BEGIN EXERCISE MATERIAL

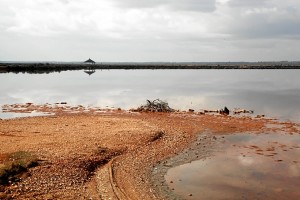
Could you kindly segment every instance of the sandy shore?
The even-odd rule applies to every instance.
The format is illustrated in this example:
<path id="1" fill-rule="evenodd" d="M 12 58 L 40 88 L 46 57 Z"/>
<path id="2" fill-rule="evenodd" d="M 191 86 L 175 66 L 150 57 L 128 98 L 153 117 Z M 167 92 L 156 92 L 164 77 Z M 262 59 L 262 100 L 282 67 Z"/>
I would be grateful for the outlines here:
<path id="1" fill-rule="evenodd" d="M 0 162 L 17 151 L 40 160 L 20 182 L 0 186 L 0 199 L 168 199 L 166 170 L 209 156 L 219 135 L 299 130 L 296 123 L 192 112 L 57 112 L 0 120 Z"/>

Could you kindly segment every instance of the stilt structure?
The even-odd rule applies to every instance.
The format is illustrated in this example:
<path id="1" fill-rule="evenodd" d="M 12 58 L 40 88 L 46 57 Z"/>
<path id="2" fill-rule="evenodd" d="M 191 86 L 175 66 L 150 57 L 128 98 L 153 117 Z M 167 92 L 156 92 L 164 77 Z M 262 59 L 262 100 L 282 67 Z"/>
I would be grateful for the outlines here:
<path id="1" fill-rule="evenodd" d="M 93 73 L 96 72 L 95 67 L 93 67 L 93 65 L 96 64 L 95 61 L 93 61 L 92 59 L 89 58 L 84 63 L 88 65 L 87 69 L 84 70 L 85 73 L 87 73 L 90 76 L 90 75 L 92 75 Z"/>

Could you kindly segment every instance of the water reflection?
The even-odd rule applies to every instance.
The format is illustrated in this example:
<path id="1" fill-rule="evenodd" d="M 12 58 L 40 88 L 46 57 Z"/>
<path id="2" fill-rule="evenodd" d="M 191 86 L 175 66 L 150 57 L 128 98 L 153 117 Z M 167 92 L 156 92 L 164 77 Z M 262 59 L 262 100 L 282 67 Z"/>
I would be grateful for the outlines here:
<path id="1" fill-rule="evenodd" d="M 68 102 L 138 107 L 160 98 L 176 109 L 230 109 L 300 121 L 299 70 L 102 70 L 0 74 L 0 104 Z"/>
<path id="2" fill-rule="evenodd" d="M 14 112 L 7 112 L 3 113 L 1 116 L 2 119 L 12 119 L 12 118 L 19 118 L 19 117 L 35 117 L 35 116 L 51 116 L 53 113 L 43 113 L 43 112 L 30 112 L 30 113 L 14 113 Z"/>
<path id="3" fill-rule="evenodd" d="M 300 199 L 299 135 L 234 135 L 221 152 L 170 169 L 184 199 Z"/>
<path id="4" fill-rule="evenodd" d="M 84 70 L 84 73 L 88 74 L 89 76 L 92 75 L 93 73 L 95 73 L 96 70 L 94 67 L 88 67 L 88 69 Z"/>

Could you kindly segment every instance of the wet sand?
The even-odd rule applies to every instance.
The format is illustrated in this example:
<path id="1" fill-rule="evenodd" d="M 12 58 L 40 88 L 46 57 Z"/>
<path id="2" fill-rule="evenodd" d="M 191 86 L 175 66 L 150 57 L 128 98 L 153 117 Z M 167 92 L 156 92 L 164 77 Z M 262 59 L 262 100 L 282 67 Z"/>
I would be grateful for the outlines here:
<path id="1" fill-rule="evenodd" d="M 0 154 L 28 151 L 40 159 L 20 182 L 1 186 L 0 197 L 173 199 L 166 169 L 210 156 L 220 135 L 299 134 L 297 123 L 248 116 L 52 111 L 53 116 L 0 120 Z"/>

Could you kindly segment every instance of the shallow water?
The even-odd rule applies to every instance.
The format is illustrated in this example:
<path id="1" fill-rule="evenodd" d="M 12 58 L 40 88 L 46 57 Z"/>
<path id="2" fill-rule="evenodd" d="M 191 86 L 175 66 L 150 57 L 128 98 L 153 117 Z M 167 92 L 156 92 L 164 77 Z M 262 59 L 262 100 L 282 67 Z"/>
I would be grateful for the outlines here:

END EXERCISE MATERIAL

**YOUR ASSIGNMENT**
For the word "segment", tally the lines of the entries in which it appears and give the total alone.

**EXERCISE OUTPUT**
5